ARTICLE
Cloud computing is a paradigm shift in how applications are delivered, developed, and managed. Because of this, Information that was available in the IT operations infrastructure may no longer accessible or available, putting the onus on architects, operation developer and DevOps teams to build capabilities into the application itself. Following these best practices can help establish a more efficient support process.
1) Application data must be accessible
Many of today’s cloud platforms, commercial frameworks, remote data centers and multi-services component based architecture are app-centric, and will not provide rich information or ongoing profiling access to the application infrastructure. Sometimes, there isn’t even any access to the file system or other server-side resources that are required for effective troubleshooting, and the limited access that the user does receive isn’t sufficient for forensics. That holds true whether you’re using a third party IaaS, PaaS, or install your application in a remote datacenter. Therefore, it’s critically important to collect as much descriptive application data available as possible. Agent or agentless (and sometimes both) approaches should be deployed to ensure that data is always readily available, and there are numerous solutions available for that purpose. Never rely on end users to supply your data for remote installations. Failure to include operational capabilities in the development environment results in long routines and processes that would make supporting each new application deployment or upgrade too inefficient to be sustainable.

EXCERPTED DATA

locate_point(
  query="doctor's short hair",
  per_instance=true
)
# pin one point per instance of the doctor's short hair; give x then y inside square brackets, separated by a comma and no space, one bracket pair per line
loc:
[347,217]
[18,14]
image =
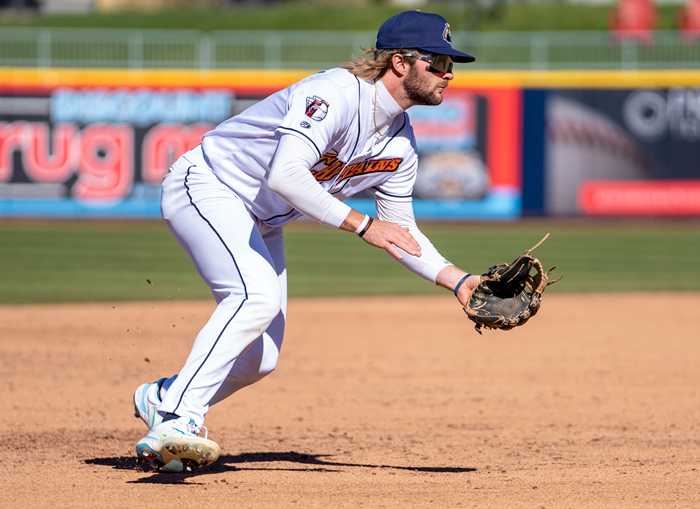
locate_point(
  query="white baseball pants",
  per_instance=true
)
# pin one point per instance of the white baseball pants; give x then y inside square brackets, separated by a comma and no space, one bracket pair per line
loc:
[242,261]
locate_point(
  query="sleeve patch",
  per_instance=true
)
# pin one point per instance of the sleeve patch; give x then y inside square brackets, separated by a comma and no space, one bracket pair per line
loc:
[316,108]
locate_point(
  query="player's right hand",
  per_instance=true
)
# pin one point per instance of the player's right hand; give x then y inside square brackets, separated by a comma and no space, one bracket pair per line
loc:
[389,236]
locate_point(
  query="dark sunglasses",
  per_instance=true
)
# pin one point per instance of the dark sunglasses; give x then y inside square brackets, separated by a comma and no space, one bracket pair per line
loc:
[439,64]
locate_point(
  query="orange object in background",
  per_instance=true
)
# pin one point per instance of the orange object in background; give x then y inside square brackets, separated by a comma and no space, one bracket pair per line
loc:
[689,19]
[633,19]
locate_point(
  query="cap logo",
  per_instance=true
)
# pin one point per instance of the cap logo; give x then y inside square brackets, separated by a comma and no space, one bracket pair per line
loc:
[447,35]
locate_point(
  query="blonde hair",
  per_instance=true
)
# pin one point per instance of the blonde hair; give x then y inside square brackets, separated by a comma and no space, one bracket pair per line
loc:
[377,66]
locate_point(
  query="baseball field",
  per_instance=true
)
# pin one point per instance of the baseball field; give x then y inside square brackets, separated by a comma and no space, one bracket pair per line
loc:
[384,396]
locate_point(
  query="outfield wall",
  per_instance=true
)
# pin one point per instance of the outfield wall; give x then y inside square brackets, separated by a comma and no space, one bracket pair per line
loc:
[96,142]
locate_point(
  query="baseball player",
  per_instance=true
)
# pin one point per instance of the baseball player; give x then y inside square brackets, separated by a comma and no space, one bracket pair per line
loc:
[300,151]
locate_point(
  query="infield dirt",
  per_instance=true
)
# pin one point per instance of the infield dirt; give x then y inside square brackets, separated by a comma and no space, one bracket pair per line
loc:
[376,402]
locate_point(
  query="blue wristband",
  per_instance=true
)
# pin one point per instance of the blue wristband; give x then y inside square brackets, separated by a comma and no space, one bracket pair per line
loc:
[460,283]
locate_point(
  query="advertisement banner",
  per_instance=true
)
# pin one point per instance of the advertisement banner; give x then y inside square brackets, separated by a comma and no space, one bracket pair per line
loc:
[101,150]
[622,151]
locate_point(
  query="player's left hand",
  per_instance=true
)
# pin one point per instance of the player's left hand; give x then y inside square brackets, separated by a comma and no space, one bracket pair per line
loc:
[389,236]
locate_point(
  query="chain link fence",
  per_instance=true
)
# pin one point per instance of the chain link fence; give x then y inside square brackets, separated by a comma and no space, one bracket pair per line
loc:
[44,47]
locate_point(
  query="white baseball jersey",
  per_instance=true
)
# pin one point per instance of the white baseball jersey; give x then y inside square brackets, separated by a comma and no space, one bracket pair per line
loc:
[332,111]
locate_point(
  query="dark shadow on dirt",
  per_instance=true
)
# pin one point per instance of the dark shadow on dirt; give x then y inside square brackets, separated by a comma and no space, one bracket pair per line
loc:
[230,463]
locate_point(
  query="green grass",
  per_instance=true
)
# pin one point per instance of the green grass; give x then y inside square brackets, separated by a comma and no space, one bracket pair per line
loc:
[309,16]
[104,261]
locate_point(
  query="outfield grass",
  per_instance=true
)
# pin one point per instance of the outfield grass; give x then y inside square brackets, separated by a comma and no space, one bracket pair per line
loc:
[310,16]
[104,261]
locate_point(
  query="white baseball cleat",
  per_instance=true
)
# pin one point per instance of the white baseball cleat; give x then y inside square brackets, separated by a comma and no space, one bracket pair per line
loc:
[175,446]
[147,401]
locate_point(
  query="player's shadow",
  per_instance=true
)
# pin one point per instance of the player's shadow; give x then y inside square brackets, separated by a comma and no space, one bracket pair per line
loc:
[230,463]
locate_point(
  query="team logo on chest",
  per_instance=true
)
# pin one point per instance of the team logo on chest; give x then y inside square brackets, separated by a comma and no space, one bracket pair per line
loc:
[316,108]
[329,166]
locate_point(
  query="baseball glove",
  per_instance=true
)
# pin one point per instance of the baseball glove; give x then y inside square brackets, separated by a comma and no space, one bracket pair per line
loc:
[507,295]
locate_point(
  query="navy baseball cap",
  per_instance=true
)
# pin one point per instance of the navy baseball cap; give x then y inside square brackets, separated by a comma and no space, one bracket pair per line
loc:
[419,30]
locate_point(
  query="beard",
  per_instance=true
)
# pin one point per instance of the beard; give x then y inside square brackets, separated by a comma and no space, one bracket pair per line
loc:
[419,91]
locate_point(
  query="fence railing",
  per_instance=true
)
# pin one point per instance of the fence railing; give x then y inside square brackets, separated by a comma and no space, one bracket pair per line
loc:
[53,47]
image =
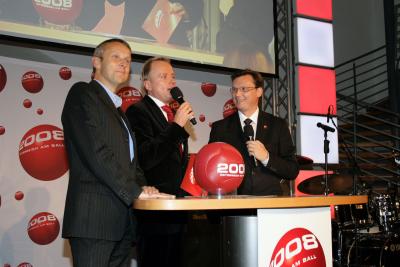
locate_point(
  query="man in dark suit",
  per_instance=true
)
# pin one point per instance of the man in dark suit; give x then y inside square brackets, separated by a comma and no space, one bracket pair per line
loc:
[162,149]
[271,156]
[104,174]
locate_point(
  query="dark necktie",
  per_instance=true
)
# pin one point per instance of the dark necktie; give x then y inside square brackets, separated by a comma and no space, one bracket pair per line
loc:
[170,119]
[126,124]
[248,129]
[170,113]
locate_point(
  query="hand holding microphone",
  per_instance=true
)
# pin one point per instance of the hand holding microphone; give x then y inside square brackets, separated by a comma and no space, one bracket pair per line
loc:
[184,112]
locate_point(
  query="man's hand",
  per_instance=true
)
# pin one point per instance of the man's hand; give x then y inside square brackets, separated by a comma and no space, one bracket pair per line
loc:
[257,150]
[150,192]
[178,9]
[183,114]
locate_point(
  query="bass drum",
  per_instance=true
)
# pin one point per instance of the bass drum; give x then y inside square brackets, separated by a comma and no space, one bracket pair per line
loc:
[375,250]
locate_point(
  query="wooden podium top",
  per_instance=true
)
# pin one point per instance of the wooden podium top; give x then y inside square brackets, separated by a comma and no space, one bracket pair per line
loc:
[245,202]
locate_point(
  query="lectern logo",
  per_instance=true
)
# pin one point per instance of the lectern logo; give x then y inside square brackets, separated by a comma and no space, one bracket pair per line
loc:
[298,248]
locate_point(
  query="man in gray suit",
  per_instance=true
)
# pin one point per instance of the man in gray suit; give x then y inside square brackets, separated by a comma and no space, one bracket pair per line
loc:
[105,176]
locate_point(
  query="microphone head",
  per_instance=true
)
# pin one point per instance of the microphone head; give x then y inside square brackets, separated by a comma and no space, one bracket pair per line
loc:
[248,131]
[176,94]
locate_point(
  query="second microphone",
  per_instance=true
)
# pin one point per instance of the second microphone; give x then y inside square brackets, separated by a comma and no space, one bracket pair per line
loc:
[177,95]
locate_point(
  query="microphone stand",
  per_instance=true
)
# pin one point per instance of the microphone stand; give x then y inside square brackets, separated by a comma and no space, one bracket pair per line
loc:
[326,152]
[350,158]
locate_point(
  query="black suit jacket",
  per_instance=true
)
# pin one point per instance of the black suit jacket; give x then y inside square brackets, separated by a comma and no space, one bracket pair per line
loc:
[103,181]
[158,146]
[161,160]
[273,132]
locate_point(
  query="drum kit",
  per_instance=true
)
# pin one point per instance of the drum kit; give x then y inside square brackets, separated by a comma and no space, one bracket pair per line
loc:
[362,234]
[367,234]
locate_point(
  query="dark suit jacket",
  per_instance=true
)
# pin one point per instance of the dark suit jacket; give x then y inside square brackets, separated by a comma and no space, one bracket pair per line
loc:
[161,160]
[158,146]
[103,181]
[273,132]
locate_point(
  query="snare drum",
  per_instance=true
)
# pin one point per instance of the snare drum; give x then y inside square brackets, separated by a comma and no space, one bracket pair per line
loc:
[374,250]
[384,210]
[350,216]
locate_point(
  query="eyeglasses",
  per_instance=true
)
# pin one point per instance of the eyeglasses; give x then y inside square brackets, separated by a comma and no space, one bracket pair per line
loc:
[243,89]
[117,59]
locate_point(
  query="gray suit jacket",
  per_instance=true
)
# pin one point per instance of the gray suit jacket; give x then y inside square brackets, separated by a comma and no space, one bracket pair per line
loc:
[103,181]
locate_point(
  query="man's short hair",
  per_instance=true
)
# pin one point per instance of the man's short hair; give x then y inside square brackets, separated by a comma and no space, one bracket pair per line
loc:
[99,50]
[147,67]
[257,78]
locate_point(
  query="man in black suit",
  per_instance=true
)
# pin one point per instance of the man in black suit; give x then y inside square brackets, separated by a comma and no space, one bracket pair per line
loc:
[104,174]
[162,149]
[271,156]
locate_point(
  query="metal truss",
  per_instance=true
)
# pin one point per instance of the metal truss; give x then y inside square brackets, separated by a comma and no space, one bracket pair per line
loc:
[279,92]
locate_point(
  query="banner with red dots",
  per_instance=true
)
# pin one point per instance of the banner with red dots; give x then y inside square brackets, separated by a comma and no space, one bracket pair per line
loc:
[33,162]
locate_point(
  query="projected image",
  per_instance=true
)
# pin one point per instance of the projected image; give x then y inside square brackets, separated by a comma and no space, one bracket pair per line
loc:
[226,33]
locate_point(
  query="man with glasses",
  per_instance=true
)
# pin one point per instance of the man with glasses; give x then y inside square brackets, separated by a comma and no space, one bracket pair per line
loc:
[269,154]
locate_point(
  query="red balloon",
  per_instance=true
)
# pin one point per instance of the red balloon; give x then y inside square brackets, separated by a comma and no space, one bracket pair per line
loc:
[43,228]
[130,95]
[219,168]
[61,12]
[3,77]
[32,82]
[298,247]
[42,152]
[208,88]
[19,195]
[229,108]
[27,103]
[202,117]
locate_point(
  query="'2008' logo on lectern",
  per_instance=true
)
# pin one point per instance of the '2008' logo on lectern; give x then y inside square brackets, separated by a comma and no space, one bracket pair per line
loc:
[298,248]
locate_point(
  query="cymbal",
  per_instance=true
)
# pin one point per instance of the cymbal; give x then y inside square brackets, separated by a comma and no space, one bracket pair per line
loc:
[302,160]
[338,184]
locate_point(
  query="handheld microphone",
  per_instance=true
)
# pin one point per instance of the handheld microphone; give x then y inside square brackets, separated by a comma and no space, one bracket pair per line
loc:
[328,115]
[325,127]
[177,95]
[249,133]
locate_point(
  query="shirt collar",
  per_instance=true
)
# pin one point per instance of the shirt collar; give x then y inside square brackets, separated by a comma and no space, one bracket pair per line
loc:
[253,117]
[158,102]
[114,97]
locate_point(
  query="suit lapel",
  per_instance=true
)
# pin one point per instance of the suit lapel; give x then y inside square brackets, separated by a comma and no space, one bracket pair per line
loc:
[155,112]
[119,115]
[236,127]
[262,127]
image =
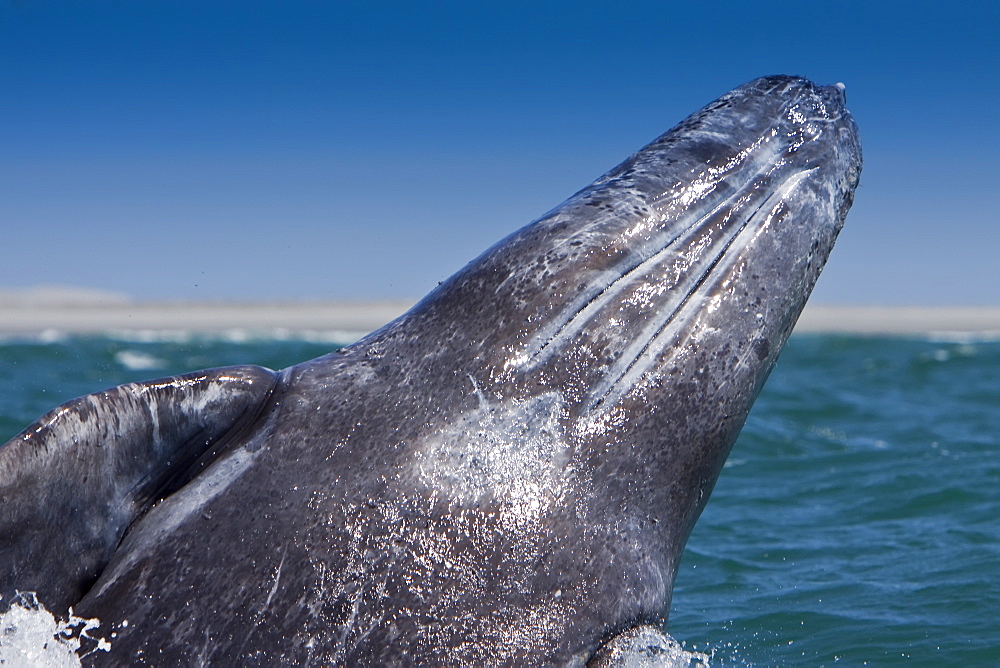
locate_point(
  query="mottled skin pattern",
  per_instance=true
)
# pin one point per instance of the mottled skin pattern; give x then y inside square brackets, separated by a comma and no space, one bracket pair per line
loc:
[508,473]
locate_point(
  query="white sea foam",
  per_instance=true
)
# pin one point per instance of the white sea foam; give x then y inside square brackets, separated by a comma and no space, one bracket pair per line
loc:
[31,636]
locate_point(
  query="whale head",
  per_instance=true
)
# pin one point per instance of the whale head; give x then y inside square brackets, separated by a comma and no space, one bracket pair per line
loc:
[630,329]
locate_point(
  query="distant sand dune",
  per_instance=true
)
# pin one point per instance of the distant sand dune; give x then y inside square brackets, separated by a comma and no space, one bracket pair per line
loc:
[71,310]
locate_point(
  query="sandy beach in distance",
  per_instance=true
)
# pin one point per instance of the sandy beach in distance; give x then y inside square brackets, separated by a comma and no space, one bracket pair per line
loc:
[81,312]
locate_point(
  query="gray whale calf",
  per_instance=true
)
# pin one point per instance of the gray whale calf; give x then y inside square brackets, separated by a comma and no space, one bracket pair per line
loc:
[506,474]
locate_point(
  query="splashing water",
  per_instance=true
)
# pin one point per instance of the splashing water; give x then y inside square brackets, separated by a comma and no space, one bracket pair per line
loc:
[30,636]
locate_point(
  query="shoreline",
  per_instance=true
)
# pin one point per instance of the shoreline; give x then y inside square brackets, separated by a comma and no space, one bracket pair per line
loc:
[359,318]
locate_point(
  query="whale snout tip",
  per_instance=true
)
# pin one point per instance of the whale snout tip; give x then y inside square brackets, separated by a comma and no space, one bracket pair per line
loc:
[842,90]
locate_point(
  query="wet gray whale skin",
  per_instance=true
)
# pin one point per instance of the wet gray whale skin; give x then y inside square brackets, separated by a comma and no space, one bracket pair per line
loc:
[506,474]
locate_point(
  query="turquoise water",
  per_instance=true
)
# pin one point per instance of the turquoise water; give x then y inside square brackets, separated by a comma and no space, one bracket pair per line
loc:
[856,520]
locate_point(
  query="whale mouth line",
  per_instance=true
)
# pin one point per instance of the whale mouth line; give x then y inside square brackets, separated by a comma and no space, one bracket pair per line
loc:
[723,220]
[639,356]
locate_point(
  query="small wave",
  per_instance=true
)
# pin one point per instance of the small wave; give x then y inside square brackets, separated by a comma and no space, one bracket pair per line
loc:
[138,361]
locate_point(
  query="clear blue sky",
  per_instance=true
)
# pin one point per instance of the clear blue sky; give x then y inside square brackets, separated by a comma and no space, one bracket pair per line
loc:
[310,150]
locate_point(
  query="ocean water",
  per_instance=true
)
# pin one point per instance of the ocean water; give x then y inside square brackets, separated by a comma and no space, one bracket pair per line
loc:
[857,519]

YOUR TASKS
**1)** Reproduce the part of the cloud computing article starting at "Cloud computing is" and ending at "efficient support process.".
**2)** Answer these questions from the cloud computing article.
(a) According to the opening paragraph, cloud computing is a paradigm shift in which three aspects of applications?
(b) Which approaches does the article say should be deployed to keep application data readily available?
(c) For remote installations, whom does the article say never to rely on to supply your data?

ANSWERS FOR THIS EXERCISE
**1)**
Cloud computing is a paradigm shift in how applications are delivered, developed, and managed. Because of this, Information that was available in the IT operations infrastructure may no longer accessible or available, putting the onus on architects, operation developer and DevOps teams to build capabilities into the application itself. Following these best practices can help establish a more efficient support process.

**2)**
(a) How applications are delivered, developed, and managed.
(b) Agent or agentless approaches, and sometimes both.
(c) End users.